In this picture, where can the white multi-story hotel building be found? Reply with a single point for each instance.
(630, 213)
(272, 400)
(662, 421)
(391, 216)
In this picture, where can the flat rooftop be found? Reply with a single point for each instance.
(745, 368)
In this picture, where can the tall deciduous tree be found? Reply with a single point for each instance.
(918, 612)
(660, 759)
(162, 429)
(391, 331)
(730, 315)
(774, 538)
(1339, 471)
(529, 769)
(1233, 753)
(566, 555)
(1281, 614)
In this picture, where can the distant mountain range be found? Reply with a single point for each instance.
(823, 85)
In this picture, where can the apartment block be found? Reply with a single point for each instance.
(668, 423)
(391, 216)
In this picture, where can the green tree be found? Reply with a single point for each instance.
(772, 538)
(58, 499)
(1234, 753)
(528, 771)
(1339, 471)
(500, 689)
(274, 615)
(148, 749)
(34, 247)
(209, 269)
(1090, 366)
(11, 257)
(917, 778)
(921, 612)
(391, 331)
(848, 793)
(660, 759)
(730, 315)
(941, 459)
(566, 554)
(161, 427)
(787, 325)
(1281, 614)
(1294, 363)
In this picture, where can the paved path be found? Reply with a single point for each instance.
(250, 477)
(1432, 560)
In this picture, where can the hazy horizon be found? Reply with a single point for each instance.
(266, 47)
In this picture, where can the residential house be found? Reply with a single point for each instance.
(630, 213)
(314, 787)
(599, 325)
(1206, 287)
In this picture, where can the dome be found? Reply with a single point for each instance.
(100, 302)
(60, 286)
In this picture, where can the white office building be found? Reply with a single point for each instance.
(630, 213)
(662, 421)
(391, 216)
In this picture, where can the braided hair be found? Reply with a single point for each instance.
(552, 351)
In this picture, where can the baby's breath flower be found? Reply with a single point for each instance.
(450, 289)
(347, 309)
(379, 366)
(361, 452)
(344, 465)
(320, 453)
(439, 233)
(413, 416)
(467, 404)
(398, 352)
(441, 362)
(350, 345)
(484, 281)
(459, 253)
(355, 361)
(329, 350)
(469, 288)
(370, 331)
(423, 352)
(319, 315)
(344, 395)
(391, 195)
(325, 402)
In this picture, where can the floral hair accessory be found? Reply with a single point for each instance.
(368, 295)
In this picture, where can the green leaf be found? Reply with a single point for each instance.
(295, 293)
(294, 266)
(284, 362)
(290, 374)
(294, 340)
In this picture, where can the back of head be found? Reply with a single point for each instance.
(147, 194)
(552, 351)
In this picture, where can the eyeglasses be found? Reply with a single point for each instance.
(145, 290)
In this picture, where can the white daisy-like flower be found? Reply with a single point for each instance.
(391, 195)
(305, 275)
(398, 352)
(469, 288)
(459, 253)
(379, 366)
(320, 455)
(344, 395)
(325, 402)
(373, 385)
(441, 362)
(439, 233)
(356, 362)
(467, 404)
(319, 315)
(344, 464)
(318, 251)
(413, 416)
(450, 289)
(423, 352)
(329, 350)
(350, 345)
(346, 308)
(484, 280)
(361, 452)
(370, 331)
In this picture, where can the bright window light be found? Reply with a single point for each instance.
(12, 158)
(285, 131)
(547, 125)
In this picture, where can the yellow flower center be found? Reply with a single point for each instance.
*-*-*
WORK TASK —
All records shown above are to be repeated exactly.

ANSWER SECTION —
In this picture, where can the white multi-story hotel building be found? Reply with a single point for each instance.
(630, 213)
(272, 400)
(662, 421)
(391, 216)
In this picture, where can the flat rooftop be found? Reply with a single point for each instance.
(745, 368)
In this picture, where can the tall deciduous tree be found? Reply with a single point for each instance.
(918, 612)
(660, 759)
(162, 429)
(391, 331)
(730, 315)
(774, 538)
(1339, 471)
(529, 769)
(1233, 753)
(566, 555)
(1281, 614)
In this picture, where can the distant mountain range be found? Reply with a single point for each instance.
(823, 85)
In this picture, where can the apartment block be found? Reply with a single point for each instance.
(668, 423)
(391, 216)
In this picture, where can the green tree be found? Reply with a single point for each instance.
(772, 538)
(58, 499)
(1234, 753)
(528, 771)
(1339, 471)
(500, 689)
(274, 615)
(148, 749)
(34, 247)
(209, 269)
(1090, 366)
(11, 257)
(917, 778)
(921, 612)
(391, 331)
(848, 793)
(660, 759)
(730, 315)
(941, 459)
(566, 554)
(161, 427)
(787, 325)
(1281, 614)
(1294, 363)
In this picture, where can the paved path be found? Reply with a single point for each instance.
(250, 477)
(1432, 560)
In this picture, where can the hazy horizon be found? Reply with a single point for each instance.
(266, 47)
In this picture, where can the residential house be found? Reply with a single point for each instance.
(630, 213)
(314, 787)
(599, 325)
(1206, 287)
In this picture, where can the dome be found? Reply with a single point for each instance.
(100, 302)
(60, 286)
In this picture, where can the white office building be found? Reply with a single point for each instance.
(630, 213)
(662, 421)
(391, 216)
In this picture, where can the braided hair be found? Reply with a single point for each instance.
(552, 351)
In this picture, where can the baby's breath flower be found? Reply with a single point for each instance.
(450, 289)
(347, 309)
(379, 366)
(361, 452)
(344, 465)
(320, 453)
(439, 233)
(413, 416)
(467, 404)
(398, 352)
(441, 362)
(350, 345)
(484, 281)
(459, 253)
(355, 361)
(329, 350)
(469, 288)
(370, 331)
(423, 352)
(319, 315)
(344, 395)
(391, 195)
(325, 402)
In this picture, where can the floral hair accessory be found? Reply with a single point for each instance.
(368, 295)
In this picture, where can the green leaf be found? Reply with a single point for each instance.
(295, 293)
(294, 266)
(284, 362)
(290, 374)
(294, 340)
In this picture, where can the back of head be found? Reply with a single point for each instance.
(147, 194)
(552, 351)
In this picture, where can the eyeglasses be found? Reply with a single point for each instance.
(145, 290)
In this picture, where can the white daisy-like flower be found? Reply with a single point for each instance.
(391, 195)
(305, 275)
(398, 352)
(469, 288)
(459, 253)
(379, 366)
(320, 455)
(344, 395)
(325, 402)
(373, 385)
(441, 362)
(439, 233)
(356, 362)
(467, 404)
(319, 315)
(344, 464)
(318, 251)
(413, 416)
(450, 289)
(423, 352)
(329, 350)
(350, 345)
(346, 308)
(484, 280)
(361, 452)
(370, 331)
In this picture, where can the bright window light be found? Reply with a single point for each instance.
(12, 158)
(285, 131)
(547, 125)
In this picture, where can the yellow flower center be found? Reply with a single point for each instance.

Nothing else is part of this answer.